PROMPT:
The reply should repeat all of the data word for word, with no pictures.

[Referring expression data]
■ ■ ■ ■ ■ ■ ■
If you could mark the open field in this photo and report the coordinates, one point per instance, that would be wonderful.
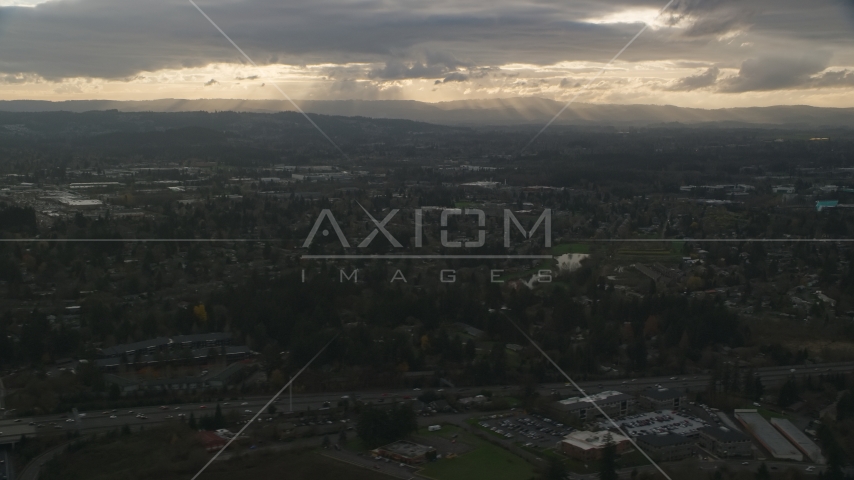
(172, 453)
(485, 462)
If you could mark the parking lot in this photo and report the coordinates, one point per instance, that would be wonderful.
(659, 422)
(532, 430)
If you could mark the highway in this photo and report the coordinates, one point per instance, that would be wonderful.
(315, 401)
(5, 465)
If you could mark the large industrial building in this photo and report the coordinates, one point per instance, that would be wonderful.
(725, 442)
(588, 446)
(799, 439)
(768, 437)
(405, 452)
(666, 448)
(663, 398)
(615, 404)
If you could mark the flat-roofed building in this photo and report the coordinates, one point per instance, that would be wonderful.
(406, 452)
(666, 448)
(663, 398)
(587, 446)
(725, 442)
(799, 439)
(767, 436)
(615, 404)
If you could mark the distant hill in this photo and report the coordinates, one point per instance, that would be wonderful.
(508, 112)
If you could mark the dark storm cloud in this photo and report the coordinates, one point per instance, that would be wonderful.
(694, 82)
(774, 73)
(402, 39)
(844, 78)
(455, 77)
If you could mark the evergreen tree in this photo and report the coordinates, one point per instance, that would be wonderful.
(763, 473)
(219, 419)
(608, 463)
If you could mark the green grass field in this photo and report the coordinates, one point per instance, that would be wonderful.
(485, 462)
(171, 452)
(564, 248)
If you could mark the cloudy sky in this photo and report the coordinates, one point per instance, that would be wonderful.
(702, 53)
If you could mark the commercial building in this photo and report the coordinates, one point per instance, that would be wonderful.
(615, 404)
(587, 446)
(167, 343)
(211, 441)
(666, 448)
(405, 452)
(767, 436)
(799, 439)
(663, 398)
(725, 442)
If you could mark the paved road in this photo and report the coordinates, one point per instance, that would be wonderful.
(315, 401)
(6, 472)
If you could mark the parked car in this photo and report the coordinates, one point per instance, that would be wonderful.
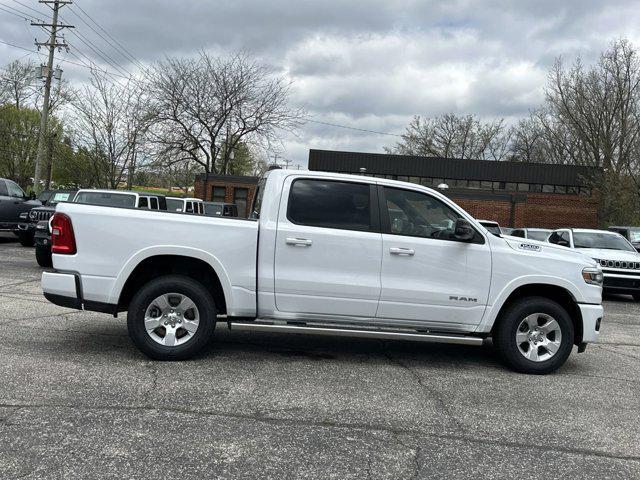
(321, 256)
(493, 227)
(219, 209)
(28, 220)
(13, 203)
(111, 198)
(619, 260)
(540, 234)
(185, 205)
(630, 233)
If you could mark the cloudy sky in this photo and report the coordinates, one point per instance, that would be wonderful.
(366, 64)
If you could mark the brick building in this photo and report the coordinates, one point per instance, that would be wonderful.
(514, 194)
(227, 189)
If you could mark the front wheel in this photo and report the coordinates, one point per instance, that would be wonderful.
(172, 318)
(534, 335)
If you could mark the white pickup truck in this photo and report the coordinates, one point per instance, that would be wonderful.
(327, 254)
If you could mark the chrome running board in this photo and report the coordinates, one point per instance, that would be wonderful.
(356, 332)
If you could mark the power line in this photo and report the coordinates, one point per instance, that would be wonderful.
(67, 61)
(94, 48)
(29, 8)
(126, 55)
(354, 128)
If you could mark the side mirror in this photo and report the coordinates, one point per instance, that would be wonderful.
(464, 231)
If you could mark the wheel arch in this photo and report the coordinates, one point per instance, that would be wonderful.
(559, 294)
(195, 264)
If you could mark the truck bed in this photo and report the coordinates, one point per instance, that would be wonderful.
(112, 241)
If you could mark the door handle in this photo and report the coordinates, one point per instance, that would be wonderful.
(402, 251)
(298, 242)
■ ■ ■ ■ ■ ■ ■
OUTPUT OF THE EXERCISE:
If you could mark the open field in this photo and report the coordinates, one point per instance, that would be wonderful.
(172, 453)
(485, 462)
If you could mark the parking lot in this photo and report the coordinates, one point per instance, that would be wonderful.
(659, 422)
(532, 430)
If you could mark the highway in this photo and report the coordinates, one point per instance, that would be wonderful.
(315, 401)
(5, 465)
If you could mark the large industrial building in this photo and report the coordinates, one point per instance, that would be wonderful.
(725, 442)
(588, 446)
(799, 439)
(768, 437)
(405, 452)
(666, 448)
(663, 398)
(615, 404)
If you could mark the flat-roofed building in this photo and report the coordinates, one point per instance, that would be wonderful.
(406, 452)
(666, 448)
(663, 398)
(587, 446)
(725, 442)
(799, 439)
(767, 436)
(615, 404)
If you could mark the distant hill in this photo and report the coordinates, one point per instance, that would be wonderful.
(508, 112)
If you could mark the dark storm cloud in this photo and report the coordinates, one point per instance, that would be wonderful.
(694, 82)
(774, 73)
(402, 39)
(844, 78)
(455, 77)
If you could mark the evergreen tree in this photo and report the coordinates, one point per instance, that would be wonderful.
(763, 473)
(219, 419)
(608, 463)
If you could mark the green grass field in this photo and report the coordinates, one point per instance, that would be wonderful.
(485, 462)
(171, 452)
(564, 248)
If you could mark the cloudy sky in this photo and report the coordinates, one point per instance, that would be wonderful.
(702, 53)
If you could mark the commercial building in this photo and report the coordinates, one point per instance, that would be wonderful.
(615, 404)
(587, 446)
(167, 343)
(211, 441)
(666, 448)
(405, 452)
(767, 436)
(799, 439)
(663, 398)
(725, 442)
If you could mark the paved road in this photo and report the coordinates, one point per instance, that would be wonderful.
(315, 401)
(6, 472)
If you could mark the parked car in this photo and report the coordinates, one point per instance, that would be wonderful.
(321, 256)
(493, 227)
(219, 209)
(28, 220)
(13, 203)
(111, 198)
(619, 260)
(540, 234)
(185, 205)
(630, 233)
If you could mark the cloudy sky in this photo and report the coordinates, one point per instance, that would be wonderful.
(366, 64)
If you could mark the brick building in this photo and report the coordinates, one point per instance, that would be wonderful.
(514, 194)
(227, 189)
If you could mark the front wheel in this photo and report the coordinates, one point per instance, that would be wonderful.
(172, 318)
(534, 335)
If you could mark the white pickup truck in this photo and report the coordinates, one point per instance, that would be wonderful.
(327, 254)
If you could mark the chrome running board in this photo and report the coordinates, one point per instance, that would be wonderful.
(356, 332)
If you could mark the power line in this photo and report the coordinates, one point per instance, that would be wonderful.
(67, 61)
(94, 48)
(29, 8)
(126, 55)
(354, 128)
If you could mark the side mirror in this photo and report the coordinates, one point per instance, that would be wonderful.
(464, 231)
If you could mark the wheel arch in this photo and report the coordinates, one point per instance, that would be wonderful.
(559, 294)
(195, 264)
If you could mark the truck bed in this photo and report the coordinates, one point per instance, that would be wonderful.
(112, 241)
If you could mark the door handle in this photo and report the coordinates, one point per instance, that would be wonderful.
(402, 251)
(298, 242)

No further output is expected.